▶ **RECORDS FOR THIS EXERCISE**:

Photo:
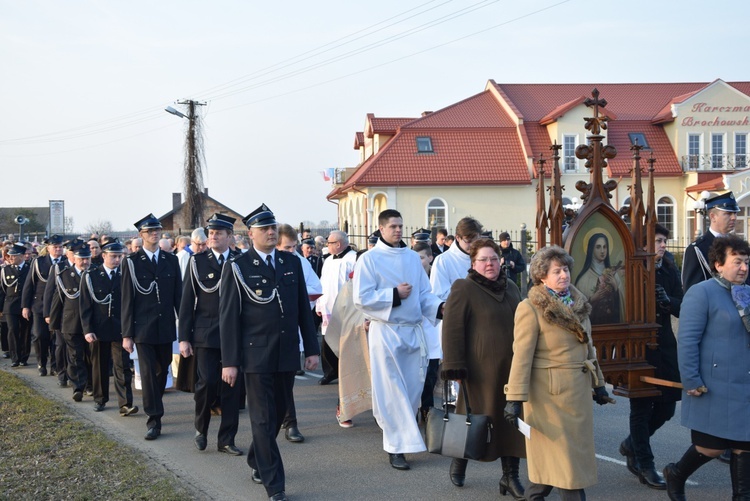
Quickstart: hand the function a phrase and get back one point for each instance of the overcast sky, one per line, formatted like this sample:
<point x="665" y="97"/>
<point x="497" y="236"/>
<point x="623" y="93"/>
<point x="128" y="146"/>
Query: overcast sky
<point x="84" y="84"/>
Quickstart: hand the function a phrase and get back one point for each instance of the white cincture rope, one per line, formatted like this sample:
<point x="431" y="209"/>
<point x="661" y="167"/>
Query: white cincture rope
<point x="141" y="290"/>
<point x="251" y="294"/>
<point x="107" y="299"/>
<point x="38" y="273"/>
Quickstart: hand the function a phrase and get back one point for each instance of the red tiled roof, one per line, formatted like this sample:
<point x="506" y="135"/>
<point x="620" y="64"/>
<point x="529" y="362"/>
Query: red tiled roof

▶ **TASK DIRECTIONS**:
Return every record exactly, minus the pictures.

▶ **EXERCISE OUTPUT**:
Photo:
Quickstart: hand the function a phrase and get back one point for each instance of the overcast sky, one per line, formatted like this sample:
<point x="665" y="97"/>
<point x="497" y="236"/>
<point x="623" y="93"/>
<point x="128" y="146"/>
Query: overcast sky
<point x="84" y="84"/>
Quickstart: hand the function a phrase and get back one point for each instance of the white cincture rope, one per line, formatted like this sample:
<point x="431" y="209"/>
<point x="661" y="167"/>
Query: white cincture rope
<point x="141" y="290"/>
<point x="251" y="294"/>
<point x="107" y="299"/>
<point x="38" y="273"/>
Quickstart: hand the function a phrase and get back one point for each instance of the red tiled roof, one per line, formatted like this sample:
<point x="506" y="135"/>
<point x="620" y="64"/>
<point x="529" y="362"/>
Query: red tiled roof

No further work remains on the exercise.